[原文]:
● ● ● ● ● ● ●

連載第2弾!ラーメン官僚が推す山手線沿線の激ウマラーメン店10軒~後編~【東京】

日本の首都・東京の都心部における大動脈の役割を担うJR山手線は、品川駅を起点とし、29の駅を環状に結ぶ全長約35kmに及ぶ路線。

29駅のうち、渋谷駅、新宿駅、池袋駅、上野駅、大崎駅は、日本経済を支える一大拠点である副都心の「玄関口」であり、とりわけ、渋谷、新宿、池袋は、それぞれのエリアだけで3桁に及ぶラーメン店を擁する日本屈指のラーメン激戦区となっている。

また、これら以外にも、高田馬場、秋葉原など、若者人口が多いという特性から、副都心と肩を並べるほどのラーメン激戦区として名を馳せるエリアも存在する。
この記事では、そんな山手線沿線のラーメン店の中から、自信を持っておススメできる優良店を、厳選してご紹介する。

山手線沿線には数多くの実力店がしのぎを削っており、一度でおススメ店舗を網羅することは極めて困難であることから、「前編」と「後編」の2回に分けることにした。「前編」では、品川駅から「外回り」で池袋駅に至るまでの推奨店舗を紹介させていただいたので、未読の方は、是非ともご一読いただきたい。

https://www.jalan.net/news/article/131617/

「後編」となる今回は、池袋駅から先。大塚駅から「外回り」で田町駅までのエリアから、自信を持っておススメできる10店舗を採り上げる。

● ● ● ● ● ● ●

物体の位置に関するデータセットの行
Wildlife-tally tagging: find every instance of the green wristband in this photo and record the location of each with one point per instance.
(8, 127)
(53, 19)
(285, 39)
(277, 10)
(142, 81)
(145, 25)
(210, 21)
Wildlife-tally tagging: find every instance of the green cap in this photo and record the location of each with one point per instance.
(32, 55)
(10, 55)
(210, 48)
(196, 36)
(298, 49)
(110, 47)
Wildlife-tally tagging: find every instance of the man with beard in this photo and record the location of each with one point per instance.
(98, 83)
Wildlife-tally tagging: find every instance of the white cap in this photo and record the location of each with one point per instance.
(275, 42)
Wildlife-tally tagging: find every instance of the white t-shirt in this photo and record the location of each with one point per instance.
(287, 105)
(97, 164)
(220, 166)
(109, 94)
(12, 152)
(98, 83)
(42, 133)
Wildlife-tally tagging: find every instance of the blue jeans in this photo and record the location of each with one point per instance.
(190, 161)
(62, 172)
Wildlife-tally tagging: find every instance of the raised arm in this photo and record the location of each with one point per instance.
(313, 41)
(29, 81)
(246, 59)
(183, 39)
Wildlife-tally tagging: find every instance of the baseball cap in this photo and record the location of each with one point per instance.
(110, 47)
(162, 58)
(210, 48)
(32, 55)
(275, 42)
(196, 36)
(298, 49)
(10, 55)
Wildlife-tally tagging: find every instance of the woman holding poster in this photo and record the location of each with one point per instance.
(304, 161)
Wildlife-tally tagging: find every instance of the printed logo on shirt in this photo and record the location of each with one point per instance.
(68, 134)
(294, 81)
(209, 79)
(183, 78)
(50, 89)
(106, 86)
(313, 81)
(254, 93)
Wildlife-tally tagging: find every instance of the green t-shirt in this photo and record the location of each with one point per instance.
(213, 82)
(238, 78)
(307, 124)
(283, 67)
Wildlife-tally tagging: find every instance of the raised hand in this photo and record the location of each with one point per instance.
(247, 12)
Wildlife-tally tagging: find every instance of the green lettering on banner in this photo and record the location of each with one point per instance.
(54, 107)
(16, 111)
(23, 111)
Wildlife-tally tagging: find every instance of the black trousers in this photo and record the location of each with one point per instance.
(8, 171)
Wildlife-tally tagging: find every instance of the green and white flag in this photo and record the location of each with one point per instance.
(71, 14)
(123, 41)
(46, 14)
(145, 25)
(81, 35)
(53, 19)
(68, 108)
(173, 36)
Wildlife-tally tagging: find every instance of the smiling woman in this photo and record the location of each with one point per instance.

● ● ● ● ● ● ●

[必須課題 1]:
山手線沿線のラーメン店を紹介する原文について、次の問いに答えてください。
(a) JR山手線は何駅を環状に結んでいますか。
(b) 「前編」では、どの駅からどの駅までの推奨店舗が紹介されましたか。
(c) 「後編」では何店舗が採り上げられますか。
[必須課題 2]: 山手線沿線のラーメン店を紹介する原文から、次の一文を英語に訳してください。「日本の首都・東京の都心部における大動脈の役割を担うJR山手線は、品川駅を起点とし、29の駅を環状に結ぶ全長約35kmに及ぶ路線。」
[必須課題 3]: 山手線沿線のラーメン店を紹介する原文のうち、「29駅のうち、渋谷駅、新宿駅」から「できる10店舗を採り上げる。」までを、両端の語句も含めてそのまま書き写してください。

[正解 1]:
(a) 29駅
(b) 品川駅から「外回り」で池袋駅まで
(c) 10店舗

[正解 2]: The JR Yamanote Line, which serves as a major artery in the heart of Tokyo, the capital of Japan, is a loop line about 35 km long that starts at Shinagawa Station and connects 29 stations.

[正解 3]:
29駅のうち、渋谷駅、新宿駅、池袋駅、上野駅、大崎駅は、日本経済を支える一大拠点である副都心の「玄関口」であり、とりわけ、渋谷、新宿、池袋は、それぞれのエリアだけで3桁に及ぶラーメン店を擁する日本屈指のラーメン激戦区となっている。

また、これら以外にも、高田馬場、秋葉原など、若者人口が多いという特性から、副都心と肩を並べるほどのラーメン激戦区として名を馳せるエリアも存在する。
この記事では、そんな山手線沿線のラーメン店の中から、自信を持っておススメできる優良店を、厳選してご紹介する。

山手線沿線には数多くの実力店がしのぎを削っており、一度でおススメ店舗を網羅することは極めて困難であることから、「前編」と「後編」の2回に分けることにした。「前編」では、品川駅から「外回り」で池袋駅に至るまでの推奨店舗を紹介させていただいたので、未読の方は、是非ともご一読いただきたい。

https://www.jalan.net/news/article/131617/

「後編」となる今回は、池袋駅から先。大塚駅から「外回り」で田町駅までのエリアから、自信を持っておススメできる10店舗を採り上げる。